TASK DESCRIPTION — Every line of the data should be written out exactly, with the pictures left out.

DATA RECORDS —

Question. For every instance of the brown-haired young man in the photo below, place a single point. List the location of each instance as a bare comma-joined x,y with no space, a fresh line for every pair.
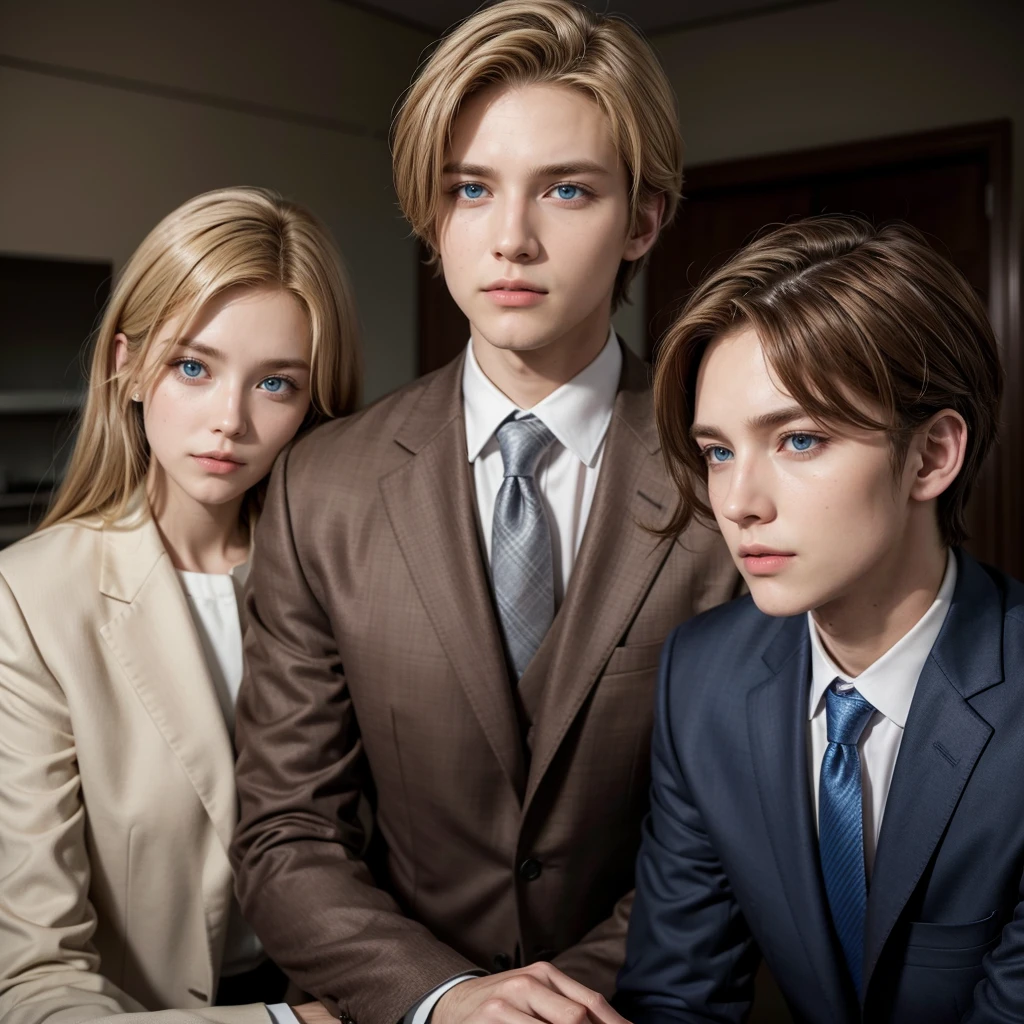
456,607
837,757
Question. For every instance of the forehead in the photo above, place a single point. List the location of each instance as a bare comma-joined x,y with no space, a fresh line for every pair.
540,124
734,379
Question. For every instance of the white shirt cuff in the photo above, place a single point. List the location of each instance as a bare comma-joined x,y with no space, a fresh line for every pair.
281,1013
426,1007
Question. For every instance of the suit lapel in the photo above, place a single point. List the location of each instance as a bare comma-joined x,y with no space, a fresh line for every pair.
943,739
777,728
619,559
430,503
154,639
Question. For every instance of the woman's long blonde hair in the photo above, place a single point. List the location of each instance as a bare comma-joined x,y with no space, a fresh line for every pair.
220,240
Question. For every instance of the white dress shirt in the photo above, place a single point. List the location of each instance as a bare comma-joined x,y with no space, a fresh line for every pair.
578,414
889,685
215,603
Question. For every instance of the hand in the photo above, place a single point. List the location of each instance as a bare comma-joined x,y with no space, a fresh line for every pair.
313,1013
539,992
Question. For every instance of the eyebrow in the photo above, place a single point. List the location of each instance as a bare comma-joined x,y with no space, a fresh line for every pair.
766,421
547,171
214,353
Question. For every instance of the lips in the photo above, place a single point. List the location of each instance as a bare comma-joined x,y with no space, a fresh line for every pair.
760,551
513,285
219,457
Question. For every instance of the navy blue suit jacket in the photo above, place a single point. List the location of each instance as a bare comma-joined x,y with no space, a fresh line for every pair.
728,868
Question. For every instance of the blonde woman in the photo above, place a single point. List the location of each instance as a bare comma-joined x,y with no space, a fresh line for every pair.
230,329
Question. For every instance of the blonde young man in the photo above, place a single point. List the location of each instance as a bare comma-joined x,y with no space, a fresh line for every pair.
457,607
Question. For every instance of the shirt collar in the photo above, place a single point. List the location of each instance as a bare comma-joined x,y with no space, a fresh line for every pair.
578,413
889,683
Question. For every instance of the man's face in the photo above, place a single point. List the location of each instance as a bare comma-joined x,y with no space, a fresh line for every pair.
535,219
808,514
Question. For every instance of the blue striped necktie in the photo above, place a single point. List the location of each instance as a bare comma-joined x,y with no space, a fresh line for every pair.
521,559
841,823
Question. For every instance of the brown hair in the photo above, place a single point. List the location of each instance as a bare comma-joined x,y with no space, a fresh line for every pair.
220,240
524,42
846,313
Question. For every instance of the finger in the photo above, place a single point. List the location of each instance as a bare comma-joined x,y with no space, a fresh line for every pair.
535,996
500,1011
597,1007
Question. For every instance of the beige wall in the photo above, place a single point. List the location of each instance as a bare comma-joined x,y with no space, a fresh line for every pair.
113,113
86,167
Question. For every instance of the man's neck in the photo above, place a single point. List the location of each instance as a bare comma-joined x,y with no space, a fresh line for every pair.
527,377
858,628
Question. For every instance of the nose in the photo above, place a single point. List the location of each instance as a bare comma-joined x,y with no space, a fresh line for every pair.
230,415
515,239
748,499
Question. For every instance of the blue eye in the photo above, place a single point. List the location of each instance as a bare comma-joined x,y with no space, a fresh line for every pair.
802,442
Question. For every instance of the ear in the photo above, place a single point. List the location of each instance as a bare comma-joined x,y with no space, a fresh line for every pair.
120,351
941,446
647,227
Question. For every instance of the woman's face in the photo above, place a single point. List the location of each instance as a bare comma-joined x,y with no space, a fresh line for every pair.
228,396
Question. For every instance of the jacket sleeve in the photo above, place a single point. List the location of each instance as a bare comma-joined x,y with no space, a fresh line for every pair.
689,956
301,771
49,968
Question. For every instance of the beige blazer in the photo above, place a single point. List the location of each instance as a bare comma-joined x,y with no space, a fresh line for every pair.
117,790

SOLUTION FOR THIS PROBLEM —
Question. For every instance of the brown-haired young man in the photo below, place a single point. List the location of each instance as a bare comma-joined x,y with no space, a fresh line for every pair.
456,607
837,757
Question. For every instance of the forehead in the photo above, place a single point. List the location of each instance as a bare comma-joined x,y with no space, a fresh line for every pair.
540,124
734,379
Question. For every instance of the white shirt cuff in the photo above, place a single point. List the location of each instance as a bare comma-joined x,y with no space, a fresh line for every pair.
281,1013
426,1007
Question. For every instance of the suit lapel in the photo above, place a single point. List the location of each instance as a bare comma-joined x,y with no space, a fresh line for every pair.
943,739
777,728
619,559
430,503
154,639
Question. For every instance of the woman's long blonde hair in the photo above, place a single point. List the location of each instance as a bare comma-joined x,y with no space, a fresh line for every pair.
220,240
Question. For every instance of the white dress shirt in the photo above, place a single point. List the location of each instance as a bare comma-joined x,y with no space, a fresh line for every pair.
578,414
889,685
215,603
Question. For every instance of the hand in the photo above, place a single point. List the location of each instance as a bare comma-joined x,y with no space, a fresh line for every pair.
313,1013
539,992
Question. For every instance of the eyebrow in the photo above, place a single point. List the location of each instance as a bare comma-joined x,y with no space, a fresh line for every pair.
766,421
547,171
214,353
Question. For every instance of the lips in the photo above, place a single point. List the location of each instance as a bare comma-joined x,y with no space, a fresh line for every pair.
760,551
513,285
219,457
Question. For every instance of the navy blue suit jacket in the photo above, place a single point. List the location of each instance as a bare comma-joined x,y with no space, a fresh line for every pair.
728,868
Question. For every instance of the blonde woman in the photo above, place a single point. List the location of each instance as a bare comma-joined x,y with no space, a fresh line for every pair.
230,329
Question. For every instance of the blonde young man in the photo above, place a single point. List the location of each instance as a bare comma-joined x,y with no space, a fresh line for every pair.
457,607
Question. For every instance of the shirt collar in the photo above, place a single point. List the location of each instance as a bare comma-joined x,y with no space, a fresh line for every pair.
578,413
889,683
Question. For every instance of the man's face in the photo above, place a single point. List the location of each instance as a bare comma-joined x,y with no space, a fresh line for every pair.
535,219
808,514
Question. For every instance of the blue striped necktie in the photo above, place a single point. List the location of each instance as a bare comma-joined x,y with no space, a fresh line for every pair.
521,559
841,823
Question. For every instance of the brown hair in the photo above, place a single point. List the location of each instance as a bare comma-joined x,y with no space, a fresh line for every pair.
220,240
524,42
846,313
Question. For every instance of the finger in the photo above, place a single point. List the location of each instance as a bare comma-joined x,y with no space, a fresh line for every pair.
535,996
500,1011
597,1007
Question. For every instance of the beige wall in the photo above, place a single point. List the location of each instance as a bare comma-joined x,y with no space, a fresh line for every pair.
113,113
86,167
Question. For every instance of the man's neck in the photo above, place a single point. List the location of each instance as a bare comma-joined x,y with no space, a fresh line for every pair.
527,377
858,628
Question. For every instance of the nose in the photo above, place a single point. List the location of each instance as a bare comma-joined x,y with no space, a fresh line for every pair.
230,415
515,239
748,499
Question. For every instance of the blue eye in the photo above, place a single point. List the location of each instance as a bare comma-joined x,y with no space, a fresh line for every pair.
802,442
Question. For every instance of the ear in the photo above, place a single point. List the location of each instance as a bare comma-joined x,y with no space, a fresh line for every pair.
120,351
941,446
647,227
Question. For every instance of the woman's face in the photo above, place a single point. List the location of each instance as a bare comma-joined x,y with no space, a fresh line for every pair.
228,396
Question. For every instance of the jacket sleeve in the photo above, place a single point. List the location of each instance as a bare comma-joined x,y with no space, a fresh line for every pair.
689,956
301,771
49,968
Question. For every instance of the beige blazer in the photo above, place a single point. List the location of each instance as a bare comma-joined x,y with no space, a fresh line for every pair.
117,790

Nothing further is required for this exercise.